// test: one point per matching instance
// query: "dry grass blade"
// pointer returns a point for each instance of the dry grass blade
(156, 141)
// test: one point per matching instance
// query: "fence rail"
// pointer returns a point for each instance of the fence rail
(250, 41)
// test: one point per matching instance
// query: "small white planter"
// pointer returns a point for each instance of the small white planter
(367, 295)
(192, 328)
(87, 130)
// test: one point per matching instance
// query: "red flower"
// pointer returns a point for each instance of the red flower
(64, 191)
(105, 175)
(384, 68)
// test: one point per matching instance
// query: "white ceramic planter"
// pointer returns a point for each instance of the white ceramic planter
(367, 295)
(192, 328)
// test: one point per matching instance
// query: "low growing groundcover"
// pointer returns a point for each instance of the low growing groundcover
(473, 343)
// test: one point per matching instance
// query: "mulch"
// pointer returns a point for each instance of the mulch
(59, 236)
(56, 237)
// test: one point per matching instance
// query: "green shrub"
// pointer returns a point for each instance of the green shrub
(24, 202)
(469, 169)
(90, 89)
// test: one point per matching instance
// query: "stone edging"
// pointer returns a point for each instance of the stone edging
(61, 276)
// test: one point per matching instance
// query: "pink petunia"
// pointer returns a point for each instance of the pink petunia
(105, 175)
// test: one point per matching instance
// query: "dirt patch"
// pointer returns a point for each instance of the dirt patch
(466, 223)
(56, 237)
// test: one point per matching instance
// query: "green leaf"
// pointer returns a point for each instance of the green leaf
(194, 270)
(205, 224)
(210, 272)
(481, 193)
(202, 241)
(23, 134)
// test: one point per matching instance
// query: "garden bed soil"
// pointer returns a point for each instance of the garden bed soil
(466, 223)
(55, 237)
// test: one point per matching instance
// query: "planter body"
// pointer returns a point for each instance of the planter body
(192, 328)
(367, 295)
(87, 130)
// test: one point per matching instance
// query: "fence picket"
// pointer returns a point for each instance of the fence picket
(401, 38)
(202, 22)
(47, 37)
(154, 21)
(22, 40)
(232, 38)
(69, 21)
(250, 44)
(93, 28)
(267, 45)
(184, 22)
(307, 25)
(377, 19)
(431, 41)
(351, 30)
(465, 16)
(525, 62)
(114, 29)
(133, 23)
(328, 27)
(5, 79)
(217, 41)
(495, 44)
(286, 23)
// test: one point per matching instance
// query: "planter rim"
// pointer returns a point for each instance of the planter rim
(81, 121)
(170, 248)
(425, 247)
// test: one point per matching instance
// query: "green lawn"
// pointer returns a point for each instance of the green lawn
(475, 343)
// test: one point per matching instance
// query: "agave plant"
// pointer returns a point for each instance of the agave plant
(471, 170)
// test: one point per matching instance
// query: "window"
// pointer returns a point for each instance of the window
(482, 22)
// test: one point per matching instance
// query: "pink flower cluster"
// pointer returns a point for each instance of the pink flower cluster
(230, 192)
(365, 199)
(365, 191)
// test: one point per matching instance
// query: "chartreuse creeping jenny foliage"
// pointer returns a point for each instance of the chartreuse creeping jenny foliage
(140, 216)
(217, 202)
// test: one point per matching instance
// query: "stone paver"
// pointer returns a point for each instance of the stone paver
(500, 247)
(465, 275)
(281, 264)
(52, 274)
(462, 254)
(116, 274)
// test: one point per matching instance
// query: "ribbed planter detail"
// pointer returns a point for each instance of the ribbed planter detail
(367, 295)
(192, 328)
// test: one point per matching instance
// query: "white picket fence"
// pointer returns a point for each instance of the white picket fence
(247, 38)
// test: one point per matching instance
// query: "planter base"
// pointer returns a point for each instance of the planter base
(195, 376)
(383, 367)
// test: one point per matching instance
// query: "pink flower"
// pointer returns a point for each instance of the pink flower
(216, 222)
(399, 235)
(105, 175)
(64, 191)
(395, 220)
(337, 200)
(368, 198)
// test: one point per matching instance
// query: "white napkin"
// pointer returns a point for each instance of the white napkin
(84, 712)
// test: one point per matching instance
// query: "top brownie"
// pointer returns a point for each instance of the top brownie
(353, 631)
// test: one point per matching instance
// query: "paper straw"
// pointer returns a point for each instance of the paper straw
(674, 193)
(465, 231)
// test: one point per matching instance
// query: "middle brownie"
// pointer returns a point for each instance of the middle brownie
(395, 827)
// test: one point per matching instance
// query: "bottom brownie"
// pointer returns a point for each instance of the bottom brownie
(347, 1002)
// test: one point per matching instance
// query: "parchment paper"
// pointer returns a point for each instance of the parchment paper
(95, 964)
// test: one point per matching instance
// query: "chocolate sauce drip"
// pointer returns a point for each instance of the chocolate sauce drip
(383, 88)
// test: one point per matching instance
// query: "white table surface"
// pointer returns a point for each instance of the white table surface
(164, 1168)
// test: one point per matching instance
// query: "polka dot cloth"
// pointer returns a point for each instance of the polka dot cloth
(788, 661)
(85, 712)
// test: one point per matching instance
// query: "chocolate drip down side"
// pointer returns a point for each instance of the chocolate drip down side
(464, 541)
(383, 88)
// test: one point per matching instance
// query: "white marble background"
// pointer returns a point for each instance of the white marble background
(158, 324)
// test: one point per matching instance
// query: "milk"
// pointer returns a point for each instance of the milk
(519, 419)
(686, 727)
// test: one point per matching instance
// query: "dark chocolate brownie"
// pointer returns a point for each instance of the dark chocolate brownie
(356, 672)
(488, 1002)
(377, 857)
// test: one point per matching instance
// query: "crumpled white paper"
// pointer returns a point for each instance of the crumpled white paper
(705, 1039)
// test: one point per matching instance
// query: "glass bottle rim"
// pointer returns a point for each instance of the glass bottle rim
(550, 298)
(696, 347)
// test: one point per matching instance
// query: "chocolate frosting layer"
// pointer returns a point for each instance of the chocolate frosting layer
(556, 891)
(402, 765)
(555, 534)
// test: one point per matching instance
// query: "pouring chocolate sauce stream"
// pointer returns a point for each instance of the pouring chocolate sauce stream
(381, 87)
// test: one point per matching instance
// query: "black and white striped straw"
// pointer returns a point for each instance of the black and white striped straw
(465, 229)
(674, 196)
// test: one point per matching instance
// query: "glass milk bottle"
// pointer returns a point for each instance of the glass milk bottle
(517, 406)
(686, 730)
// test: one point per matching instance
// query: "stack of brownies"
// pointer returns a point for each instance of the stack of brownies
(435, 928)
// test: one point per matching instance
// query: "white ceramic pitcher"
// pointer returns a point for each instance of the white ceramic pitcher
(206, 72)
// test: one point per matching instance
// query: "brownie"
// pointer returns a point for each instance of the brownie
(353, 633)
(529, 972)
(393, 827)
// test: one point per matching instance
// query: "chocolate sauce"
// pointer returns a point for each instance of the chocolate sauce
◇ ◇ ◇ ◇ ◇ ◇ ◇
Task to complete:
Every record here must be output exactly, word for word.

Answer for this exercise:
// test: one point per matching instance
// query: "dry grass blade"
// pointer returns a point for each instance of the dry grass blade
(156, 141)
// test: one point per matching instance
// query: "fence rail"
// pointer returns a point for each instance of the fence rail
(250, 41)
// test: one point per matching instance
// query: "small white planter"
// pointer returns a point for each instance of the small white planter
(367, 295)
(192, 328)
(87, 130)
// test: one point per matching instance
// query: "red flower"
// pointer returns a point for each instance of the red flower
(64, 191)
(105, 175)
(384, 68)
// test: one point per matching instance
// query: "white ceramic planter"
// pointer returns a point for each instance of the white ceramic planter
(367, 295)
(192, 328)
// test: one point per matching instance
// query: "low growing groundcover"
// pointer returns a point for each instance of the low growing groundcover
(473, 343)
// test: one point per matching instance
// query: "mulch"
// pointer returns a point for each instance of the mulch
(59, 236)
(56, 237)
// test: one point per matching instance
// query: "green shrub"
// pointer returns a point for each instance of the green shrub
(24, 202)
(469, 169)
(90, 89)
// test: one point per matching instance
// query: "stone edging"
// pointer returns a point for each instance of the stone edging
(61, 276)
// test: one point per matching instance
// query: "pink petunia"
// pointer returns a point for each instance of the pink petunia
(105, 175)
// test: one point per matching instance
// query: "dirt patch"
// pointer returns a point for each instance of the dirt patch
(466, 223)
(56, 237)
// test: one point per matching instance
// query: "green leaf"
// pointer returns a point for each instance of the green leaf
(194, 270)
(205, 224)
(210, 272)
(481, 193)
(202, 241)
(23, 134)
// test: one point per matching instance
// query: "garden bed soil"
// pointer returns a point for each instance of the garden bed soil
(466, 223)
(55, 237)
// test: one point per matching instance
// query: "planter body"
// pointer returns a point for each instance of the planter body
(192, 328)
(367, 295)
(87, 130)
// test: one point per matching instance
// query: "fence picket"
// pointer returns a point for each instance of the fence picket
(401, 38)
(202, 22)
(47, 37)
(154, 21)
(22, 40)
(232, 38)
(69, 21)
(250, 44)
(93, 28)
(267, 45)
(184, 22)
(307, 25)
(377, 19)
(431, 41)
(351, 30)
(465, 16)
(525, 62)
(114, 29)
(133, 23)
(328, 27)
(5, 79)
(217, 41)
(495, 44)
(286, 23)
// test: one point per matching instance
// query: "planter rim"
// pointer returns a point for each instance of the planter rim
(81, 121)
(170, 248)
(425, 247)
// test: one point per matching instance
// query: "green lawn"
// pointer returns a point for each instance of the green lawn
(475, 343)
// test: one point per matching instance
// query: "agave plant"
// pointer returns a point for each instance of the agave plant
(471, 170)
// test: one point per matching instance
// query: "window"
// pointer returns a point for each instance of the window
(482, 22)
// test: one point per matching instance
// query: "pink flower cluster"
// pointer returns a point for each instance of the pink flower cluster
(230, 192)
(365, 199)
(365, 191)
// test: one point per matching instance
// query: "chartreuse creeping jenny foliage"
// pointer returns a point for each instance of the chartreuse creeping jenny foliage
(140, 216)
(217, 202)
// test: one point per matching instance
// query: "stone paver"
// pointer returns a point for each instance of the stone paver
(500, 247)
(465, 275)
(281, 264)
(52, 274)
(462, 254)
(116, 274)
// test: one point per matching instance
// query: "ribbed planter detail"
// pointer returns a point for each instance of the ribbed planter detail
(367, 295)
(192, 328)
// test: one point per matching instance
// query: "white picket fence"
// pointer returns a point for each instance of the white picket fence
(247, 38)
// test: one point per matching instance
// query: "planter base"
// pointer returns a point for each instance of the planter base
(195, 376)
(383, 367)
// test: one point per matching instance
// query: "pink flower"
// pointer returns a point for each instance of the pink flower
(216, 222)
(399, 235)
(105, 175)
(64, 191)
(395, 220)
(337, 200)
(368, 198)
// test: one point per matching instance
// query: "white napkin"
// pointer returns a point for each instance of the white napkin
(84, 712)
// test: one point per matching instance
// query: "top brownie"
// pointer returns a point for each instance of the top brownie
(353, 631)
// test: one point per matching instance
// query: "paper straw"
// pointer returns a point for each instance of the paper straw
(674, 193)
(465, 231)
// test: one point per matching instance
// query: "middle brownie"
// pointer returns a point for each instance of the middle brownie
(395, 827)
// test: one point per matching instance
// query: "bottom brownie"
// pointer returns a point for each instance of the bottom brownie
(347, 1002)
// test: one point per matching instance
// query: "parchment paper"
// pointer returns a point for each instance of the parchment paper
(95, 964)
// test: one point per matching instance
// query: "chocolate sauce drip"
// pointer returns a point for each instance of the chocolate sauce drip
(383, 88)
// test: one point per matching instance
// query: "white table surface"
// pointer returns a point for each instance of the white table surface
(164, 1168)
// test: one point per matching instance
// query: "polka dot cloth"
// pointer returns a point for each instance of the polka dot cloth
(788, 661)
(85, 712)
// test: one point per matching instance
// query: "chocolate drip down side"
// pointer returns a point for each instance of the chocolate drip down side
(464, 541)
(383, 88)
// test: one point per matching instance
// query: "white marble background"
// pointer returns a point for each instance of the white marble background
(158, 324)
// test: one point per matching instance
// query: "milk"
// pointer returns a point for each instance of the milk
(519, 419)
(686, 727)
// test: one point per matching instance
// query: "dark chocolate brownie"
// pointer returns a point for each instance of the dark chocolate brownie
(356, 672)
(488, 1002)
(377, 857)
// test: one point per matching instance
// query: "crumpled white paper"
// pointer returns a point for each instance of the crumpled white paper
(705, 1039)
// test: one point per matching instance
// query: "glass bottle rim"
// pointer returns a point for each instance of the glass bottle rim
(550, 298)
(696, 347)
// test: one point per matching instance
// query: "chocolate frosting layer"
// pointer returns a point for each instance of the chocolate frosting layer
(556, 891)
(402, 765)
(555, 534)
// test: one point per matching instance
// query: "pouring chocolate sauce stream"
// pointer returns a point for each instance of the pouring chocolate sauce stream
(381, 87)
// test: one point per matching instance
// query: "black and white striped straw"
// pointer returns a point for each instance of the black and white striped straw
(465, 229)
(674, 196)
// test: one point per matching instance
// query: "glass milk bottle"
// pointer returns a point for each instance of the glass milk bottle
(517, 406)
(686, 730)
// test: one point per matching instance
// query: "stack of brownies"
// pointer returns a point for each instance of the stack of brownies
(435, 928)
// test: one point per matching instance
// query: "white ceramic pitcher"
// pointer returns a point for each instance of the white ceramic pitcher
(206, 72)
// test: one point per matching instance
// query: "brownie"
// pointer returns a point for each instance of the brownie
(353, 633)
(529, 972)
(393, 827)
// test: one point per matching instance
// query: "chocolate sauce"
// pointer returns a point for each instance of the chocolate sauce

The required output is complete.